Text passage:
◇ ◇ ◇ ◇

The project started as a thought in 2007 and brought on to the floor in 2008. The best talents in the industry were involved in the team to make the thought reach the big screen. One team in Mumbai and another in Chennai were working simultaneously.

At the beginning of this project, the CGI industry in India was at a learning stage and the technology was also very primitive as compared to today. So it’s only the dedication and the quality of people associated with the project that helped us. Once the broad story was approved, we started conceptualising the characters, props and locations. Then we moved on to the storyboard and animatics to get everyone on the same page.

With the project on full swing and artists at their creative best everyone was enjoying the ride and hoping for a fruitful completion. It took us seven years to complete this project. Artists involved in the project are serving the industry in the most of senior positions of different animation and VFX studios around the world. And as always we got paid for all the dues, time and effort we put in to it in the form of a National Award in 2016.

> Technology seems to have played and still continues to play a huge role in your productions. How has its use changed over the years?

  • It has always helped us to tell stories in a different manner
  • Technology and VFX always helps in storytelling and realizing your imagination

> Contiloe is the first in the country to bring Motion Capture Technology to the small screen with Vighnaharta Ganesh. Can you throw some light on the same; about the thought behind it and creating a milestone?

Ganesha has never looked like Ganesha the way we see him in traditional art. Usually this is in the realm of makeup – they take an actor and plaster a prosthetic trunk on the nose. So, the perspective of the way Ganesha looks, the way his eyes look, the way his nose looks, the way his mouth and trunk are, which is more the face of an elephant, can never match the face of a human being by putting a trunk on his nose. This was the problem.

◇ ◇ ◇ ◇

Exercise instructions:
(1) Echo the stretch of the interview excerpt from "With the project on" through "over the years?".
(2) Summarize the interview excerpt in two sentences.
Please rely only on the interview excerpt for this work.

◇ ◇ ◇ ◇

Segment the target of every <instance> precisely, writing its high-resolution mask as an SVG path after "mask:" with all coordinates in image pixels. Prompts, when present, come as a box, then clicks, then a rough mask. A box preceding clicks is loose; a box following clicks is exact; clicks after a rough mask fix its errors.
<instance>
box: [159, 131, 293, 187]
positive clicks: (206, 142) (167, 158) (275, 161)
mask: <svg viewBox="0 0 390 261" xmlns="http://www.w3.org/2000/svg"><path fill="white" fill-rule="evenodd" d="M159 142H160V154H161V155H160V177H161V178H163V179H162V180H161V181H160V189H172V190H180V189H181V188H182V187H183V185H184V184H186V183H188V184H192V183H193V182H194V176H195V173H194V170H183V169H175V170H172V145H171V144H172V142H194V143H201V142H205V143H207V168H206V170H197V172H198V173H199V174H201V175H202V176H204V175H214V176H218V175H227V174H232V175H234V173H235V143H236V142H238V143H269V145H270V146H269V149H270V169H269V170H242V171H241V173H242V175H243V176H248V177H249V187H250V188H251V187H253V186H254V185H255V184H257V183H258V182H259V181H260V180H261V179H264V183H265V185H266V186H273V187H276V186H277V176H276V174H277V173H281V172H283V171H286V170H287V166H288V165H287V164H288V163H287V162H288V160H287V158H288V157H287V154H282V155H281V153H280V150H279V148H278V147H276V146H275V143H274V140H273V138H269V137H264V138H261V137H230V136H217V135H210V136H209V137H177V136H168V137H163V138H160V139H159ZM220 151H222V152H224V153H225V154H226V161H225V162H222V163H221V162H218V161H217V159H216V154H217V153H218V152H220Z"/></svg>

◇ ◇ ◇ ◇

Answer list:
(1)
With the project on full swing and artists at their creative best everyone was enjoying the ride and hoping for a fruitful completion. It took us seven years to complete this project. Artists involved in the project are serving the industry in the most of senior positions of different animation and VFX studios around the world. And as always we got paid for all the dues, time and effort we put in to it in the form of a National Award in 2016.

> Technology seems to have played and still continues to play a huge role in your productions. How has its use changed over the years?

(2) The project began as an idea in 2007, went into production in 2008 with teams in Mumbai and Chennai, took seven years to complete, and won a National Award in 2016. Contiloe was the first in the country to bring Motion Capture Technology to the small screen with Vighnaharta Ganesh, because putting a prosthetic trunk on an actor's nose could never match the face of an elephant.